◆ **REQUIREMENTS**:
[A] Write out the passage of the Irene Zin Mar Myint biography from "Early life and" up to and including "Yangon in 2011.".
[B] Continue the Irene Zin Mar Myint biography from its last sentence.

◆ **TEXT BLOCK**:
++++
Irene Zin Mar Myint (, also spelt Irene Zin Ma Myint; born Zin Mar Myint; 29 August 1990) is a Burmese pop singer and best known for her Pop music. She gained recognition from competed in Melody World, a televised singing competition.

Early life and education
Irene was born on 29 August 1990 in Yangon, Myanmar to Burmese Jewish parents. Her mother and father was born in Yangon to Burmese-Jewish descent parents. She is the youngest daughter of four siblings, having three elder brothers, and one of her brothers, Leo Bo Bo is also a singer. She is a practicing Baptist. She attended the high school at BEHS 2 Sanchaung and graduated Eco from University of East Yangon in 2011.
++++
Records of labeled boxes
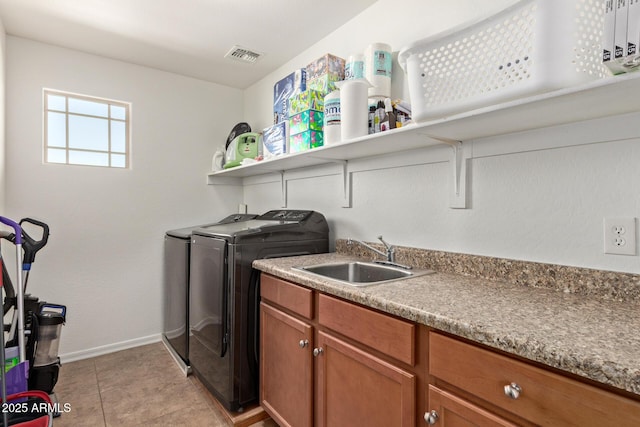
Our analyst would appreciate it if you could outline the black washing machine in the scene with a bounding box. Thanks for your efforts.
[162,214,257,375]
[189,210,329,411]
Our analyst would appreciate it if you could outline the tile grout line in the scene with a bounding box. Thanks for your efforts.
[92,360,107,427]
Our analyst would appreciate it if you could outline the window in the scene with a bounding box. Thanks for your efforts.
[44,89,131,168]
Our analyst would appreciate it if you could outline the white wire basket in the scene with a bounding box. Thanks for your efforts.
++++
◆ **ANSWERS BELOW**:
[A]
Early life and education
Irene was born on 29 August 1990 in Yangon, Myanmar to Burmese Jewish parents. Her mother and father was born in Yangon to Burmese-Jewish descent parents. She is the youngest daughter of four siblings, having three elder brothers, and one of her brothers, Leo Bo Bo is also a singer. She is a practicing Baptist. She attended the high school at BEHS 2 Sanchaung and graduated Eco from University of East Yangon in 2011.

[B]
Career
Irene started out on her music career in participated as a contestant in Melody World, a televised singing competition and gained recognition after competed, even she was not placed in the top 5. After she has competed in Melody World, she engaged in shooting commercial advertisements, stage performances, and many concerts at various locations throughout Myanmar. 

Irene started endeavoring to be able to produce and distribute a solo album. She launched her debut solo album Yein Lite in 2012 which spawned more huge hits. Many music industry records have followed since then. Her second album Chit Loh was released on 28 May 2017. The latter album was inspired by her experiences following the breakup of an eight-year relationship. She gained the Most Requested Song 2013 Award with Na Lone Thar A Yinn A Naee song, awarded by Shwe FM at 4th Anniversary Music Awards Ceremony in 2013.

Irene released her third album MAR at her 28th birthday on 29 August 2018.

Discography

Solo albums 

 Yein Lite () (2012)
 Chit Loh () (2017)
 MAR () (2018)

Collaborative albums

Melody World Album (2008)
A Yin Tine Htet () (2009)
A Chit Htet Ma Ka () (2011)
Nan Yoe Paing Shin () (2014)
ZPNI (2016)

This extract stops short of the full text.